READING TEXT
※
Fowlkes-Mallows index

fmi.factor R Documentation

Description

The fmi()-function computes the Fowlkes-Mallows Index (FMI), a measure of the similarity between two sets of clusterings, between two vectors of predicted and observed factor() values.

Usage

## S3 method for class 'factor'
fmi(actual, predicted, ...)

## S3 method for class 'cmatrix'
fmi(x, ...)

fmi(...)

Arguments

actual

A vector of <factor>- of length \(n\), and \(k\) levels

predicted

A vector of <factor>-vector of length \(n\), and \(k\) levels

Arguments passed into other methods

x

A confusion matrix created cmatrix()

Value

A <numeric>-vector of length 1

Calculation

The metric is calculated for each class \(k\) as follows,

\[ \sqrt{\frac{\#TP_k}{\#TP_k + \#FP_k} \times \frac{\#TP_k}{\#TP_k + \#FN_k}} \]

Where \(\#TP_k\), \(\#FP_k\), and \(\#FN_k\) represent the number of true positives, false positives, and false negatives for each class \(k\), respectively.

Examples

# 1) recode Iris
# to binary classification
# problem
iris$species_num <- as.numeric(
  iris$Species == "virginica"
※
DATA SHOWN
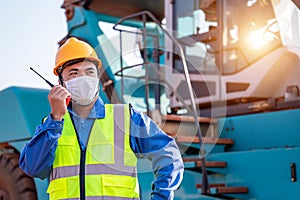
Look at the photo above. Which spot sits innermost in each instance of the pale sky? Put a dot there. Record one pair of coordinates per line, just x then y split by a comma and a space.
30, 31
※
WRITTEN PROBLEM
Carry on the Fowlkes-Mallows index documentation that appears above the listing, beginning right after its last line of code.

THE ANSWER
)

# 2) fit the logistic
# regression
model <- glm(
  formula = species_num ~ Sepal.Length + Sepal.Width,
  data    = iris,
  family  = binomial(
    link = "logit"
  )
)

# 3) generate predicted
# classes
predicted <- factor(
  as.numeric(
    predict(model, type = "response") >` 0.5
  ),
  levels = c(1,0),
  labels = c("Virginica", "Others")
)

# 3.1) generate actual
# classes
actual <- factor(
  x = iris$species_num,
  levels = c(1,0),
  labels = c("Virginica", "Others")
)

# 4) evaluate model performance
# using Fowlkes Mallows Index
cat(
  "Fowlkes Mallows Index", fmi(
  actual    = actual,
  predicted = predicted
  ),
  sep = "\n"
)